[Data provided]:
[START]

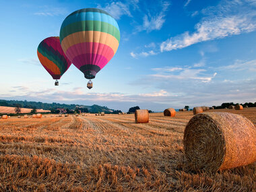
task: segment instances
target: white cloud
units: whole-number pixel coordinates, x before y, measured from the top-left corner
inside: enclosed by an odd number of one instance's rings
[[[168,39],[161,44],[161,51],[170,51],[200,42],[254,31],[256,29],[256,9],[251,9],[245,3],[236,1],[239,3],[224,1],[225,3],[207,9],[205,12],[209,16],[196,24],[195,32],[185,32]],[[247,7],[245,11],[245,7]]]
[[[130,55],[133,58],[138,58],[139,57],[147,57],[150,55],[156,55],[158,53],[156,53],[152,50],[148,52],[142,51],[140,53],[134,53],[133,52],[130,53]]]
[[[168,1],[162,2],[161,11],[155,14],[148,13],[143,18],[142,26],[137,27],[138,32],[146,30],[150,32],[153,30],[159,30],[162,28],[166,21],[166,12],[168,10],[170,3]]]
[[[98,6],[98,8],[102,9],[109,13],[116,20],[119,20],[122,15],[128,15],[132,17],[130,12],[130,5],[136,7],[139,1],[131,1],[129,3],[122,3],[121,1],[112,2],[111,3],[107,3],[104,7],[100,5]]]
[[[191,0],[187,0],[186,3],[184,5],[184,7],[187,7],[189,5],[189,3],[191,1]]]
[[[30,64],[30,65],[40,65],[40,63],[38,59],[24,58],[24,59],[18,59],[18,61],[26,65]]]
[[[34,13],[35,15],[39,16],[58,16],[61,15],[67,15],[68,11],[65,8],[61,7],[49,7],[45,6],[42,11],[38,11]]]

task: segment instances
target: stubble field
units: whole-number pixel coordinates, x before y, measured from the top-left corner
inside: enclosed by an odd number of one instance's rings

[END]

[Instruction]: Could you put each line of the entries above into a JSON list of strings, with one string per line, no blank lines, and the pictures left out?

[Response to the task]:
[
  "task: segment instances",
  "target: white cloud",
  "units: whole-number pixel coordinates, x before y, measured from the top-left corner",
  "inside: enclosed by an odd number of one instance's rings",
  "[[[168,39],[161,44],[161,51],[170,51],[200,42],[254,31],[256,29],[256,9],[251,9],[245,3],[236,1],[239,3],[224,1],[225,3],[207,9],[205,12],[209,16],[196,24],[195,32],[185,32]],[[247,7],[245,11],[245,7]]]",
  "[[[130,55],[133,58],[138,58],[139,57],[147,57],[150,55],[156,55],[158,53],[156,53],[152,50],[148,52],[142,51],[140,53],[134,53],[133,52],[130,53]]]",
  "[[[168,1],[162,2],[161,11],[155,14],[148,13],[143,18],[142,26],[137,27],[138,32],[146,30],[150,32],[153,30],[159,30],[162,28],[166,21],[166,12],[168,10],[170,3]]]",
  "[[[98,6],[98,8],[102,9],[109,13],[116,20],[119,20],[122,15],[128,15],[132,17],[130,12],[130,5],[136,7],[139,1],[131,1],[129,3],[122,3],[121,1],[112,2],[111,3],[107,3],[104,7],[100,5]]]",
  "[[[191,0],[187,0],[186,3],[184,5],[184,7],[187,7],[189,5],[189,3],[191,1]]]",
  "[[[30,64],[30,65],[40,65],[40,63],[38,59],[24,58],[24,59],[18,59],[18,61],[26,65]]]",
  "[[[34,13],[35,15],[39,16],[58,16],[61,15],[67,15],[68,11],[65,8],[61,7],[49,7],[45,6],[42,11],[38,11]]]",
  "task: segment instances",
  "target: stubble field",
  "units: whole-number pixel coordinates, x before y, measured from the top-left corner",
  "inside: enclosed by an odd number of one instance's rings"
]